--- Data records ---

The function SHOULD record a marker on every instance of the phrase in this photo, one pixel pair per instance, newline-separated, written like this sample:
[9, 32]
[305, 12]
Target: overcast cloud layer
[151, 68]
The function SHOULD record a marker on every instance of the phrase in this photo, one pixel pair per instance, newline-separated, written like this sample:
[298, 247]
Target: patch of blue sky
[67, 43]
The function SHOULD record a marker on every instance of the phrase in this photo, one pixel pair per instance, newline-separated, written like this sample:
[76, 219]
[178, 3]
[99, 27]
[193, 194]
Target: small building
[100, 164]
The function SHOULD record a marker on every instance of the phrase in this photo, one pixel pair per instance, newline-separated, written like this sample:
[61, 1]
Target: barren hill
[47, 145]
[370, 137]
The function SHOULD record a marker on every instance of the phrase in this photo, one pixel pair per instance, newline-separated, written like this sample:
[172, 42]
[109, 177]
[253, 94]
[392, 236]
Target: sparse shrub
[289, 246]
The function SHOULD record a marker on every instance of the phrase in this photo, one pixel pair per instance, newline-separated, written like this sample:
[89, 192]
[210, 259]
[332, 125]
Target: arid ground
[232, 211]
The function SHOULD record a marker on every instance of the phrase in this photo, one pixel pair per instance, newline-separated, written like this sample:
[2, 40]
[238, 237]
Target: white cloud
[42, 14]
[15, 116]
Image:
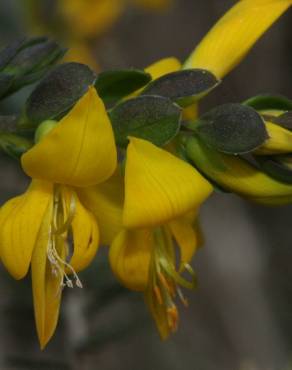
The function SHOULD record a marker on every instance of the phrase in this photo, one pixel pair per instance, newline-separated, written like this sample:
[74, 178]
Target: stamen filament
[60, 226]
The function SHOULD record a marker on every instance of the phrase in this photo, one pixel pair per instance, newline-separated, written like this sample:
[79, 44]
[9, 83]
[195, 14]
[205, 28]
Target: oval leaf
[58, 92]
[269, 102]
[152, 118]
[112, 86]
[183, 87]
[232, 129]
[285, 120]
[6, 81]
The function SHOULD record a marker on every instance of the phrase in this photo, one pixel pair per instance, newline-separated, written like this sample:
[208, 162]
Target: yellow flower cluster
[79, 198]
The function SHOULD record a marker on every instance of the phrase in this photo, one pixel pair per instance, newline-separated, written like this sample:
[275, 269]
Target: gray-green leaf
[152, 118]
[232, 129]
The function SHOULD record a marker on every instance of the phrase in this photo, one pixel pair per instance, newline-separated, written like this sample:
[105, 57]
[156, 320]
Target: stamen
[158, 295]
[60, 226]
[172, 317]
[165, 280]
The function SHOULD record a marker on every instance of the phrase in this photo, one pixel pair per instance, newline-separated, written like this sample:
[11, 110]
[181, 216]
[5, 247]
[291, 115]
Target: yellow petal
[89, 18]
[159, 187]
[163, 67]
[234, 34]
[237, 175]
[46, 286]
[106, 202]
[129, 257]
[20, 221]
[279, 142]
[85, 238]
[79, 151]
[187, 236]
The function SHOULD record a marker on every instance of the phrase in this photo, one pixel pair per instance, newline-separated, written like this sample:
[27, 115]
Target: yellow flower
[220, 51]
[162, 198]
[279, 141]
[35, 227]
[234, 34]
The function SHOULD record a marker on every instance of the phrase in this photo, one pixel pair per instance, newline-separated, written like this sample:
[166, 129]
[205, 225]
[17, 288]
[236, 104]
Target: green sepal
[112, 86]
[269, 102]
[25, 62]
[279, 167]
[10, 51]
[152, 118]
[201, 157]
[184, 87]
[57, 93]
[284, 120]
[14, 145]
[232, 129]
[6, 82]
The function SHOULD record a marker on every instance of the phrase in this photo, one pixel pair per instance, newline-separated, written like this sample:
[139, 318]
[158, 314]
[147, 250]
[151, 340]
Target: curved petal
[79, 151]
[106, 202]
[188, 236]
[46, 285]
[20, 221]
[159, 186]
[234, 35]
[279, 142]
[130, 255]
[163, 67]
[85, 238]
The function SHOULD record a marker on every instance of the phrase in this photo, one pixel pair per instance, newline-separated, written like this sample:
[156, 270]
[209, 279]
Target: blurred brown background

---

Your objective: Restate each of the entries above word for word and skip every image.

Solution to this task:
The function SHOULD record a marker on every instance of the phrase in this photo, one pixel pair per instance, newline-separated, written like this sample:
[9, 32]
[305, 12]
Target: overcast cloud layer
[151, 68]
The function SHOULD record a marker on every instance of the phrase in this photo, one pixel pair per instance, newline-separated, written like this sample:
[298, 247]
Target: patch of blue sky
[67, 43]
The function SHOULD record a marker on every instance of the phrase in this photo, one pixel pair per instance, newline-separated, written like this sample:
[76, 219]
[178, 3]
[99, 27]
[193, 194]
Target: small building
[100, 164]
The function SHOULD record a marker on every instance of the phrase in this photo, one pixel pair per instance, newline-separated, written like this sample:
[61, 1]
Target: barren hill
[47, 145]
[370, 137]
The function SHOULD record a marker on every instance of the phrase in this photo, one pixel pair per instance, newline-separated, written like this sample:
[172, 42]
[109, 177]
[253, 94]
[392, 236]
Target: sparse shrub
[289, 246]
The function SHOULD record a marker on every instance of the phrase in this photo, one pixel pair per instance, newline-separated, written like this sample:
[89, 192]
[210, 259]
[332, 125]
Target: arid ground
[232, 211]
The function SHOULD record a marker on every instance of the phrase in this photo, one pixel pair per instance, newline-separated, written like this sample:
[2, 40]
[238, 237]
Target: white cloud
[42, 14]
[15, 116]
Image:
The function SHOULD record a marker on every instance of the phrase in this photo, one pixel pair per instance, newline-separated, written like this sample:
[74, 178]
Target: stamen filament
[60, 226]
The function SHOULD record a marker on every instance of the phrase in this photo, one pixel pair per instance, newline-separated, written like this sample:
[79, 44]
[9, 83]
[195, 14]
[205, 28]
Target: oval leaf
[58, 92]
[269, 102]
[152, 118]
[112, 86]
[183, 87]
[232, 129]
[285, 120]
[6, 81]
The function SHOULD record a marker on every instance of the phrase in this photo, one pixel pair per instance, newline-separated, written like this sample:
[208, 162]
Target: yellow flower cluster
[79, 198]
The function SHOULD record a marker on every instance of the phrase in this photo, one pixel pair per instance, newline-separated, written like this sample:
[275, 269]
Target: gray-green leaf
[152, 118]
[232, 129]
The function SHOULD record a marker on every instance of the phrase in this photo, one pixel pair per instance, newline-separated, written like this sample:
[105, 57]
[156, 320]
Target: stamen
[158, 295]
[60, 226]
[172, 317]
[165, 280]
The function SHOULD record a marker on every instance of the phrase in this photo, one pixel pair per instance, newline-separated, written like this sample:
[11, 110]
[181, 216]
[5, 247]
[291, 115]
Target: yellow petal
[89, 18]
[159, 187]
[163, 67]
[234, 34]
[237, 175]
[46, 286]
[106, 202]
[129, 257]
[20, 221]
[279, 142]
[85, 238]
[79, 151]
[187, 236]
The function SHOULD record a marker on every instance of the phrase in this photo, one pixel pair per instance, newline-separated, written like this sample:
[27, 115]
Target: yellow flower
[220, 51]
[162, 198]
[279, 141]
[35, 227]
[234, 34]
The function SHOULD record a marker on every instance of the phrase in this photo, one pixel pair per instance, newline-separated, written like this sample:
[166, 129]
[205, 225]
[17, 288]
[236, 104]
Target: green sepal
[112, 86]
[269, 102]
[25, 62]
[279, 167]
[10, 51]
[152, 118]
[201, 157]
[184, 87]
[57, 93]
[284, 120]
[14, 145]
[232, 129]
[6, 82]
The function SHOULD record a marker on every instance of the phrase in this photo, one pixel pair per instance, newline-separated, written like this sample:
[139, 318]
[158, 314]
[147, 250]
[151, 340]
Target: curved petal
[79, 151]
[106, 202]
[188, 236]
[46, 285]
[20, 221]
[159, 186]
[234, 35]
[279, 142]
[130, 255]
[163, 67]
[85, 238]
The function SHOULD record a marker on every instance of the phrase in this photo, one pixel pair per instance, newline-separated, written like this sample:
[156, 270]
[209, 279]
Target: blurred brown background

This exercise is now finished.